*Extrait du document:*
Au cas d'espèce, suite à l'avis d'inaptitude émis le 26 mars 2009, en application de l'article L. 1226-2 du code du travail, la société ADDECOM qui était alors l'employeur de Mme Françoise X... se devait de lui proposer un autre emploi approprié à ses capacités, aussi comparable que possible à l'emploi précédemment occupé. A défaut de reclassement opéré dans le mois de la déclaration d'inaptitude et à défaut de licenciement, en vertu de l'article L. 1226-4 du code du travail, l'employeur se devait, dès l'expiration de ce délai d'un mois, de verser à la salariée le salaire correspondant à l'emploi qu'elle occupait avant la suspension de son contrat de travail.
Il ne fait pas débat que, dans le mois de l'avis d'inaptitude, la société ADDECOM n'a ni reclassé, ni licencié Mme Françoise X..., ni repris le service du salaire. Il convient d'observer que cette dernière avait pris soin d'informer son employeur, par lettre recommandée du 29 novembre 2008 réceptionnée le 1er décembre suivant, de son placement en invalidité et du fait que ses arrêts de travail, expirant le 1er décembre 2008, ne seraient pas prolongés.

*Lignes fournies:*
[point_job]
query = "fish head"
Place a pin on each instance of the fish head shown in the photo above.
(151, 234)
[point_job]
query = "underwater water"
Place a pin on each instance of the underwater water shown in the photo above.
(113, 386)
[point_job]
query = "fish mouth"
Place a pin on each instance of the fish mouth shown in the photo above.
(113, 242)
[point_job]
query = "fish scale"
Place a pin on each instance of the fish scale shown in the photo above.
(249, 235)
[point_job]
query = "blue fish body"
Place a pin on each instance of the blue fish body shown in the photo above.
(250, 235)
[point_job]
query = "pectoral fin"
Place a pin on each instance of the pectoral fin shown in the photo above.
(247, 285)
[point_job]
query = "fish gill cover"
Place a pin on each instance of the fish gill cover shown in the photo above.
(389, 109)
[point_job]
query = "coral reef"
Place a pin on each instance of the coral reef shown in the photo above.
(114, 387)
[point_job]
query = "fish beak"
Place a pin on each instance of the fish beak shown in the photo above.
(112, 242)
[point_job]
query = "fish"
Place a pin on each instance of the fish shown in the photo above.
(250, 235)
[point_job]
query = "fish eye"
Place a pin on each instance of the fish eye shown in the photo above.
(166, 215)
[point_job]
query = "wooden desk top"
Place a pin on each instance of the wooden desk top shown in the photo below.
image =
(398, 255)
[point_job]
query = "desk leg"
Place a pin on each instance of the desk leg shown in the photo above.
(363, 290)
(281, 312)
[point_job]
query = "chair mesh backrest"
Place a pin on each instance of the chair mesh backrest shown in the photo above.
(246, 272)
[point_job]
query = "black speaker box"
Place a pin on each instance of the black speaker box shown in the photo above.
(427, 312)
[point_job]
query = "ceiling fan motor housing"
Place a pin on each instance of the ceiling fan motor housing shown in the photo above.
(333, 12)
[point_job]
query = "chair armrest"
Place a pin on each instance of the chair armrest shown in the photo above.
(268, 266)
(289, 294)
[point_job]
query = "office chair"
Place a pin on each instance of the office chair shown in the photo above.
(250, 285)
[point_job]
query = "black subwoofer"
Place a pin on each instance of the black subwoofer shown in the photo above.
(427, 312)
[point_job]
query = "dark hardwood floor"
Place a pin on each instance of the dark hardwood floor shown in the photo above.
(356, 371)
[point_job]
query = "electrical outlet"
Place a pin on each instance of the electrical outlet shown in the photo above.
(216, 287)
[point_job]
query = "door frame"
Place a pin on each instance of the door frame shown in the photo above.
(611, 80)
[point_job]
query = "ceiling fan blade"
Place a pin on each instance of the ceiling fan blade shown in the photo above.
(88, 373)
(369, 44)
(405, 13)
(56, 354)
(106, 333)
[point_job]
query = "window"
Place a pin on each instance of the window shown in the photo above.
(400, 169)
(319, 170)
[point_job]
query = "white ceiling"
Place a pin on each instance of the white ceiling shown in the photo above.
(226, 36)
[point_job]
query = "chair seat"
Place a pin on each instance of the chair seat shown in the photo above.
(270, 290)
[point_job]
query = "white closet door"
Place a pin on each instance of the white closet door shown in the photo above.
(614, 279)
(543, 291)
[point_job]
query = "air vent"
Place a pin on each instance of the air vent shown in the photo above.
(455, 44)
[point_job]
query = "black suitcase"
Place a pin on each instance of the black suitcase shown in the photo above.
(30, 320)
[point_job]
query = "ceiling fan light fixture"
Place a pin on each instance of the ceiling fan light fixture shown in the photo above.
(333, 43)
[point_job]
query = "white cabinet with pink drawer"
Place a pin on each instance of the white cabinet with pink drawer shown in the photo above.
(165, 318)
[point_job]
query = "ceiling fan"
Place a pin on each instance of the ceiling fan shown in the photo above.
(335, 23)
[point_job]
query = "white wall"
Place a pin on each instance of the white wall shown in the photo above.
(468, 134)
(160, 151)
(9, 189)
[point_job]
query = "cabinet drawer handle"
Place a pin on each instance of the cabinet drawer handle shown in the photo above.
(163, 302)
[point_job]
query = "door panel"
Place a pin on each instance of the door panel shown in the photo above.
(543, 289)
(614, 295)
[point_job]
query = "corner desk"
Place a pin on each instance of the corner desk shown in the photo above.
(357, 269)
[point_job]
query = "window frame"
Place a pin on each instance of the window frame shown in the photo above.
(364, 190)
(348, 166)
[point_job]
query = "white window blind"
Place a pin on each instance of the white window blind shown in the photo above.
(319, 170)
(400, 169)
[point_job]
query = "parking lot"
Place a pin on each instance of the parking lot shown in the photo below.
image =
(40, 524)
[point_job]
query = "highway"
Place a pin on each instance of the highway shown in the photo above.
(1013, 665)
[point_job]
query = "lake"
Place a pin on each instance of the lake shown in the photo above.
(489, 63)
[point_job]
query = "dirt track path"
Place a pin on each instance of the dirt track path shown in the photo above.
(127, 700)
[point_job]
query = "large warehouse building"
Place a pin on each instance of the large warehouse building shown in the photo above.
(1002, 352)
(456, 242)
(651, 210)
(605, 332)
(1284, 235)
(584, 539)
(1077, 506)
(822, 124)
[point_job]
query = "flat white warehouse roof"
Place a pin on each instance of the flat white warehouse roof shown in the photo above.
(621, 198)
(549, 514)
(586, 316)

==

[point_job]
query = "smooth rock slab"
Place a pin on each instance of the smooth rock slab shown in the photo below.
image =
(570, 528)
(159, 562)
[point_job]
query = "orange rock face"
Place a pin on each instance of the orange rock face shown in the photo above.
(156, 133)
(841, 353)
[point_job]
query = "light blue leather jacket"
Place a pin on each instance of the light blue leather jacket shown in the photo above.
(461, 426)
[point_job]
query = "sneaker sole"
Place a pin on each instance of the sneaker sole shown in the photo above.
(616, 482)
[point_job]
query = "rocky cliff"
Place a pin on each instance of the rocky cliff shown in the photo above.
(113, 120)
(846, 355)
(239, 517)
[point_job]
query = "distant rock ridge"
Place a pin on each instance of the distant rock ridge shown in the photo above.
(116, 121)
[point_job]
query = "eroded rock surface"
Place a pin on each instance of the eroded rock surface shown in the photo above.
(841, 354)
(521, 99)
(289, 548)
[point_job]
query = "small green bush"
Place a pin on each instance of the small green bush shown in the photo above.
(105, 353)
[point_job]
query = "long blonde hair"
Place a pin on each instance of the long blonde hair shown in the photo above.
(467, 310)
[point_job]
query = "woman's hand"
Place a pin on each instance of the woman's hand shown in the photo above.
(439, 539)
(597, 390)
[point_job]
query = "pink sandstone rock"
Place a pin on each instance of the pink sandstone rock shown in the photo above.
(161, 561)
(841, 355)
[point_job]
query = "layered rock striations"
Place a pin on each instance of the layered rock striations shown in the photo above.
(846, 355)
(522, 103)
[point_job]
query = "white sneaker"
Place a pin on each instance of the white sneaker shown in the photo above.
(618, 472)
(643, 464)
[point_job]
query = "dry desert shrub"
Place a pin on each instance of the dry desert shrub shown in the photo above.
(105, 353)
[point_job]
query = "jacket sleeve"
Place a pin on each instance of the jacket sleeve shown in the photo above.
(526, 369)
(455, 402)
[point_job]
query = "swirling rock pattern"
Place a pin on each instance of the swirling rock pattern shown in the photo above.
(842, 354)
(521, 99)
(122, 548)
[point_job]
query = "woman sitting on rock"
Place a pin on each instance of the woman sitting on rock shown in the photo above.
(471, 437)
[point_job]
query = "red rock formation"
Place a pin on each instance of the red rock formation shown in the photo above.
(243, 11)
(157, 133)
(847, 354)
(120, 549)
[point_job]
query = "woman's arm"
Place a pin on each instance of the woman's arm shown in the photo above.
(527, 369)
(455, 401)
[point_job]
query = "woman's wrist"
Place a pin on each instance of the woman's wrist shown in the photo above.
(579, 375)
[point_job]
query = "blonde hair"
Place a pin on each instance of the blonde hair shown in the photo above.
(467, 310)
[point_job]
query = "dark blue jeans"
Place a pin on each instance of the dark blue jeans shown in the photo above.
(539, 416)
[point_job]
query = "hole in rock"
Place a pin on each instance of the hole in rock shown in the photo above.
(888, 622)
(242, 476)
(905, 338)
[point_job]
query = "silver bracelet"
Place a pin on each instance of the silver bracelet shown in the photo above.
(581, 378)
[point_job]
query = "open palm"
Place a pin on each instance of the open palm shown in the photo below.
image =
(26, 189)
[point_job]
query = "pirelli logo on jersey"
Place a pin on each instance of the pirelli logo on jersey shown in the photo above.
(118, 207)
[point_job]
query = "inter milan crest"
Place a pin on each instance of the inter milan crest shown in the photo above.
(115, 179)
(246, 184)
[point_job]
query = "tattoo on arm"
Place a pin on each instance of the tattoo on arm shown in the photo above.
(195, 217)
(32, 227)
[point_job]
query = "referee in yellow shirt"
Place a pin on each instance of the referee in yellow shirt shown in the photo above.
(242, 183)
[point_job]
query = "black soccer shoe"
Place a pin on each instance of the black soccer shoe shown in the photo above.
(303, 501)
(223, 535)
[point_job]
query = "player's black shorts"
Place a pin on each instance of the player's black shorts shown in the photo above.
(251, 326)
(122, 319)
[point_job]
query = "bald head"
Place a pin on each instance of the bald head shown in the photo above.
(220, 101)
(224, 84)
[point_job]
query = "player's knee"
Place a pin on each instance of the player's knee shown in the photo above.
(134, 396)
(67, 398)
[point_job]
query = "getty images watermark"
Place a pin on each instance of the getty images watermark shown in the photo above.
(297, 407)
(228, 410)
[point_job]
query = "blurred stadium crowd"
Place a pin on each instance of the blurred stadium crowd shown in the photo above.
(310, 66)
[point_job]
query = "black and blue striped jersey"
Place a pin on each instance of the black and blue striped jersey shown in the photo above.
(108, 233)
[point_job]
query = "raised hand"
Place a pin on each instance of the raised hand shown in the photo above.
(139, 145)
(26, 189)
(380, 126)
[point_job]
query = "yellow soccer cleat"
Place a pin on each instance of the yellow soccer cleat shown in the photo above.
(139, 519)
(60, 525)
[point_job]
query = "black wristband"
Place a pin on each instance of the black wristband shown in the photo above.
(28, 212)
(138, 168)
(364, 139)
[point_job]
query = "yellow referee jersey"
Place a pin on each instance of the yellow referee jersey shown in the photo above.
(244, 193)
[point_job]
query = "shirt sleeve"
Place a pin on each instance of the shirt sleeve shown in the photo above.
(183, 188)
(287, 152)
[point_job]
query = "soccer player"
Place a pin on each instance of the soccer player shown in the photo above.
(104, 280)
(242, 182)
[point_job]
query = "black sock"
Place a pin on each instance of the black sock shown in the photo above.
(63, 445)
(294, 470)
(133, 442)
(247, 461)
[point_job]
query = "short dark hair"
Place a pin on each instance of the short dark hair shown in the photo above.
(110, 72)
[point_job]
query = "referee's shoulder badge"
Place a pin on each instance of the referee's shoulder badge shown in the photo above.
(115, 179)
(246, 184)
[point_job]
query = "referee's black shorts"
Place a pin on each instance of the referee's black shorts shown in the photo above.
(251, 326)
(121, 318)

* * *

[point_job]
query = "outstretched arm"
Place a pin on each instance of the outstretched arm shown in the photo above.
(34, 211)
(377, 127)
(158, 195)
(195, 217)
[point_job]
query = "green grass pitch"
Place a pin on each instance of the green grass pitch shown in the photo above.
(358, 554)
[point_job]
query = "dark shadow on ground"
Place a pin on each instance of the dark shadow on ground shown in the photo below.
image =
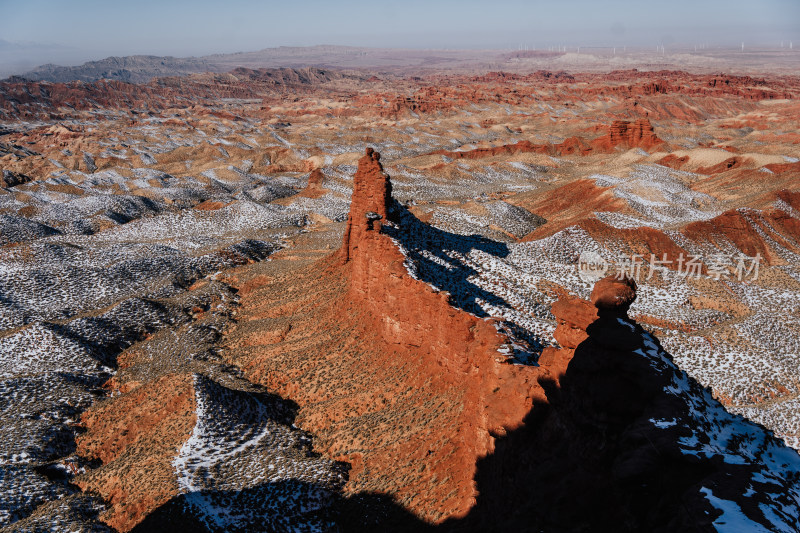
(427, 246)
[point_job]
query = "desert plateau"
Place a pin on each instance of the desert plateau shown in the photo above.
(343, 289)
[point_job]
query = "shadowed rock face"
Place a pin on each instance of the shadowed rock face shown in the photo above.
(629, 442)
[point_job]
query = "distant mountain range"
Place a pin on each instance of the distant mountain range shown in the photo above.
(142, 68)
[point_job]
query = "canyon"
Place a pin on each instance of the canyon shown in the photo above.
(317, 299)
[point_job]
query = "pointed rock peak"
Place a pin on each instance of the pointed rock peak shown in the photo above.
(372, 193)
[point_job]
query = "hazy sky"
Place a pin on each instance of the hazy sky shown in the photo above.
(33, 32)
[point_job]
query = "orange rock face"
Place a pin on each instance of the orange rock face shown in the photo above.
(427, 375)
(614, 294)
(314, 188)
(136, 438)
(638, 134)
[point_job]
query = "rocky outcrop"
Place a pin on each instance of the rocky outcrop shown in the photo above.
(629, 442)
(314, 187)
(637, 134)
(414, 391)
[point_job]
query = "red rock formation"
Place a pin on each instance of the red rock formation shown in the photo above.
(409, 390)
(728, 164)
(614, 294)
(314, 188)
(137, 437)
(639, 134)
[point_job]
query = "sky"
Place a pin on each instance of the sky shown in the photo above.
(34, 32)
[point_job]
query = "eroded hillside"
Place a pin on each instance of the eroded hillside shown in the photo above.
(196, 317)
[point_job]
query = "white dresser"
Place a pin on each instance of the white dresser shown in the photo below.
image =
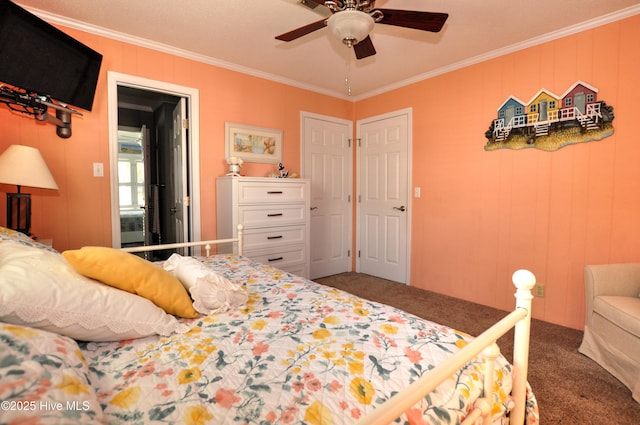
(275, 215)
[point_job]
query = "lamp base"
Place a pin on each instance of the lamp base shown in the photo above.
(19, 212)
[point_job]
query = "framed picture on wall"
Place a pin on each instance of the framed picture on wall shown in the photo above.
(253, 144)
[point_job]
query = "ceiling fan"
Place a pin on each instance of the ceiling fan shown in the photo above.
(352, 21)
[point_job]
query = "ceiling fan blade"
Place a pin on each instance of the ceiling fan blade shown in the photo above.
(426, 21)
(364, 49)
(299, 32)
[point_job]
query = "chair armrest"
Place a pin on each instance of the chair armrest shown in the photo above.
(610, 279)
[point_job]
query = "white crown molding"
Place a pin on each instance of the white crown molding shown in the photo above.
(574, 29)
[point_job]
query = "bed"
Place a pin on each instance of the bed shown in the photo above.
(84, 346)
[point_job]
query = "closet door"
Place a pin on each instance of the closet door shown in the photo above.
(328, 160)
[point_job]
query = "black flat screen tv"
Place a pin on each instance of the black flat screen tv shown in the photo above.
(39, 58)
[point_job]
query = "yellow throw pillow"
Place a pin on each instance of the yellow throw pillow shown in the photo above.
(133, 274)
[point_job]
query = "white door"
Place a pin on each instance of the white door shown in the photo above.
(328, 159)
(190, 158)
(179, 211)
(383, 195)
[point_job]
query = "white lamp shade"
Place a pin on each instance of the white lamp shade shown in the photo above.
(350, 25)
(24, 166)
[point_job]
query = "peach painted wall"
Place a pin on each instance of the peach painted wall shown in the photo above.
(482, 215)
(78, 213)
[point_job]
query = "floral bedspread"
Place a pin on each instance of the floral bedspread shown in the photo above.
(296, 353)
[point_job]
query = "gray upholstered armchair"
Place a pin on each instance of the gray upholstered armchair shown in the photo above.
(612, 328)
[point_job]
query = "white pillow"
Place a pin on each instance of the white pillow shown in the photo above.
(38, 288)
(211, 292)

*Mise en pratique:*
1. Modifiez le passage de l'extrait sur l'inaptitude de la salariée compris entre « Il ne fait pas » et « seraient pas prolongés. », bornes incluses, en remplaçant « arrêts de travail » par « arrêts maladie ».
2. Rédigez la suite de l'extrait sur l'inaptitude de la salariée à partir de sa dernière phrase.
Les lignes ci-dessus n'ont aucun rapport avec l'extrait sur l'inaptitude de la salariée.

*Réponses par tâche:*
1.
Il ne fait pas débat que, dans le mois de l'avis d'inaptitude, la société ADDECOM n'a ni reclassé, ni licencié Mme Françoise X..., ni repris le service du salaire. Il convient d'observer que cette dernière avait pris soin d'informer son employeur, par lettre recommandée du 29 novembre 2008 réceptionnée le 1er décembre suivant, de son placement en invalidité et du fait que ses arrêts maladie, expirant le 1er décembre 2008, ne seraient pas prolongés.

2.
Il n'est pas plus discuté que, lorsqu'elle est devenue son employeur le 28 septembre 2011, la société ADDECOM Ouest n'a ni reclassé, ni licencié Mme Françoise X..., ni repris le service du salaire à son égard. Elle était pourtant à même de se convaincre de la situation de la salariée dans la mesure où, tout d'abord, en tant que cessionnaire, elle a été mise en possession de toutes les archives de la société ADDECOM comportant l'avis d'inaptitude du 26 mars 2009 et laissant nécessairement apparaître tant l'absence de paiement de salaires depuis la fin avril 2009 que l'absence de mise en oeuvre d'une procédure de licenciement. En second lieu, comme cela résulte des pièces versées aux débats, M. Joël Z..., créateur de la société ADDECOM, laquelle l'employait en qualité de directeur opérationnel, a été repris en cette qualité par la société ADDECOM Ouest. De par ses fonctions impliquant notamment l'animation et le management des équipes, M. Joël Z... ne pouvait pas ignorer que Mme Françoise X... avait fait l'objet d'une déclaration d'inaptitude mais qu'elle n'était pas licenciée.
Si, en vertu des dispositions de l'article L. 1224-2 du code du travail, dans la mesure où la cession est intervenue dans le cadre d'une procédure collective, la société ADDECOM Ouest ne peut pas être tenue des obligations qui incombaient à la société ADDECOM jusqu'au 27 septembre 2011, il n'en reste pas moins qu'en ne procédant pas, à compter du 28 septembre 2011, soit au reclassement, soit au licenciement de Mme Françoise X..., soit à la reprise du paiement du salaire, elle a elle-même, à compter de cette date, contrevenu aux obligations découlant pour elle des dispositions des articles L. 1226-2 et L. 1226-4 du code du travail.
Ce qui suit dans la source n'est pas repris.